◆ **WHAT YOU SHOULD DO**
Repeat exactly, please, the lines that begin at the start of the listing and end at the line holding "Target — life vest".
### DATA FOR ANALYSIS ###
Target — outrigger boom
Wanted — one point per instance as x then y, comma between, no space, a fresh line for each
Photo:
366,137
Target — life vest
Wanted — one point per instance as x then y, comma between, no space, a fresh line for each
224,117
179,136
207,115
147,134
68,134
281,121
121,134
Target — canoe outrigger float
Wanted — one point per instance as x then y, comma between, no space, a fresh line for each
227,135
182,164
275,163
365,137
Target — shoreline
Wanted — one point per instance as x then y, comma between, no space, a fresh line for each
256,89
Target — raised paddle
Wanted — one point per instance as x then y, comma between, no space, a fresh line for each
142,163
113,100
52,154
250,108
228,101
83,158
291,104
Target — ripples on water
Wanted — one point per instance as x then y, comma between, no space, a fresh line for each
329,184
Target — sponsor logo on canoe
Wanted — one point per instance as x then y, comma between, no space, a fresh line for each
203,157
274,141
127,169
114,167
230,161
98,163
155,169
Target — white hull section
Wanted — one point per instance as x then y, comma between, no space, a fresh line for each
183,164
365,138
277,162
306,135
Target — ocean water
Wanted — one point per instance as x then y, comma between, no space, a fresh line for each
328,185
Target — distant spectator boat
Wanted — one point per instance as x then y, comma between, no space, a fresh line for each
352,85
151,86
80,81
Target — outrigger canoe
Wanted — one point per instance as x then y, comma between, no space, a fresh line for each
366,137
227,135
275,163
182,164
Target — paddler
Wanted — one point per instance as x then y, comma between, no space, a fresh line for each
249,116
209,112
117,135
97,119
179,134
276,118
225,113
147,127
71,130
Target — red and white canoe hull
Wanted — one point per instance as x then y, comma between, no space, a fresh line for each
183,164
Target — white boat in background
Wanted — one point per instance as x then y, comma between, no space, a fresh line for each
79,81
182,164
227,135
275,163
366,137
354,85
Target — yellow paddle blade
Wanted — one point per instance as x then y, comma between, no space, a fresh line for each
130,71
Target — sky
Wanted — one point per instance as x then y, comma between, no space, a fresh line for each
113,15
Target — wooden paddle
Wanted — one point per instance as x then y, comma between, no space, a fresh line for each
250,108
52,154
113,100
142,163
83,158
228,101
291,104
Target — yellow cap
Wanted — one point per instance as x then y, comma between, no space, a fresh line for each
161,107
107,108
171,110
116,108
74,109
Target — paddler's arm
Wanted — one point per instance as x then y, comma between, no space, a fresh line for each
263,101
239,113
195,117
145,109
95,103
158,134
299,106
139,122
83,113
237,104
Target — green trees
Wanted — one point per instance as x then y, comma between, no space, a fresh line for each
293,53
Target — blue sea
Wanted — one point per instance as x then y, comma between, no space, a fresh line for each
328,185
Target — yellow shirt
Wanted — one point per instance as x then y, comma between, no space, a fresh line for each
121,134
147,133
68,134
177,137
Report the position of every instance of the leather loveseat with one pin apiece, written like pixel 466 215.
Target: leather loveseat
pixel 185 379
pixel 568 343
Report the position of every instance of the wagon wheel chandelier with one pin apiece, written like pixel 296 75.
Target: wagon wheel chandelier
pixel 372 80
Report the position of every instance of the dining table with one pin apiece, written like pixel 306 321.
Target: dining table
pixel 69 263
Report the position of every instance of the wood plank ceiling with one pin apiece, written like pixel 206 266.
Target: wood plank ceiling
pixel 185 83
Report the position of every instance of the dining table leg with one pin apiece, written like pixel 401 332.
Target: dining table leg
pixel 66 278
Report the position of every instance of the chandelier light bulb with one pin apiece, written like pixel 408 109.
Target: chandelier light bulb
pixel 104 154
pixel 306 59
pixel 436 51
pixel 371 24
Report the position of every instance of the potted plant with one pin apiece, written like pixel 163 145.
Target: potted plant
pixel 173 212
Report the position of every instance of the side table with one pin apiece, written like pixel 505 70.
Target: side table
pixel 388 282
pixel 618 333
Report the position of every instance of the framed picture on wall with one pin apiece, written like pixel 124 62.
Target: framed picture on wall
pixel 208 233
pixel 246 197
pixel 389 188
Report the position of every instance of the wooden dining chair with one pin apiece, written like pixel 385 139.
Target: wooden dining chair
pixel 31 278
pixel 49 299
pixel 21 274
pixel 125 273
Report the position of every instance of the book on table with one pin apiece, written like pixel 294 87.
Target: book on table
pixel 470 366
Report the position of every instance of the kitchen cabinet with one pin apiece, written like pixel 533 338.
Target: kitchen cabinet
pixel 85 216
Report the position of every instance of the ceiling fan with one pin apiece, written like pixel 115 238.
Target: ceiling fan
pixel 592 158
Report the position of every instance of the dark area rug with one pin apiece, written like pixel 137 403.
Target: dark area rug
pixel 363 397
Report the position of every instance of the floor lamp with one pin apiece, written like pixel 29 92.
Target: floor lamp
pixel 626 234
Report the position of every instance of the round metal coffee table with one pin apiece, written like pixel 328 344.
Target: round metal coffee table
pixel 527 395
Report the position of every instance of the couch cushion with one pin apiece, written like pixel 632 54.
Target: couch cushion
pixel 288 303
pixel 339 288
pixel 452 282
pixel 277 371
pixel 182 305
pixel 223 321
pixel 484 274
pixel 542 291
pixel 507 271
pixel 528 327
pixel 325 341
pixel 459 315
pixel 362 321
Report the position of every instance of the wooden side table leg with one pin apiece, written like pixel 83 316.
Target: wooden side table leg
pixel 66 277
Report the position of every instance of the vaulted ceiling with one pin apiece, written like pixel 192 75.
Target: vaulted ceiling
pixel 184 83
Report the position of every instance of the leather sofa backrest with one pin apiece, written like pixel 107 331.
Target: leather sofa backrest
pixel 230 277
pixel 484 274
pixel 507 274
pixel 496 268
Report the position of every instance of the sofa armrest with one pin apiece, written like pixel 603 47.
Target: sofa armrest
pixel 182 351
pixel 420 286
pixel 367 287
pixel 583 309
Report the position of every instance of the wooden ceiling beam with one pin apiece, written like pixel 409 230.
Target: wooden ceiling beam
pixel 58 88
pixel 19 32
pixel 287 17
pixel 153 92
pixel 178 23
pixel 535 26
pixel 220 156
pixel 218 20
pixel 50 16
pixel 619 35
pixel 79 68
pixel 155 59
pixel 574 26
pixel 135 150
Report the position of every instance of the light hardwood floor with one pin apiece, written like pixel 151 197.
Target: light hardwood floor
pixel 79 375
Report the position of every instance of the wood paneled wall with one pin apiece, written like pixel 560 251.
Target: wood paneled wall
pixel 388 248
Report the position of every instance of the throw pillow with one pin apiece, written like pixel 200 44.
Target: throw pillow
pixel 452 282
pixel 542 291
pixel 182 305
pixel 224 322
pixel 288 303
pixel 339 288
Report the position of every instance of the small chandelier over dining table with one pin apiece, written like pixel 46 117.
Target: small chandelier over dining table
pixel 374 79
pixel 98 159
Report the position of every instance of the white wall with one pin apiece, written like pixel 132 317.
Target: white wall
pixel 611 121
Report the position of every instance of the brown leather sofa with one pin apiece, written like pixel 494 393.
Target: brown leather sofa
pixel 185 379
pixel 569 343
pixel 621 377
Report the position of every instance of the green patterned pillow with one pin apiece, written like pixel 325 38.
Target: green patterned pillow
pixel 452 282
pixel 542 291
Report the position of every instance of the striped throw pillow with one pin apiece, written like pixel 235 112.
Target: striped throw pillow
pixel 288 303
###
◆ **SOLUTION FOR THIS TASK**
Target — outrigger boom
Wanted — one point per instance as x then y, comma between, no space, a fresh line for each
Photo:
366,137
Target — life vest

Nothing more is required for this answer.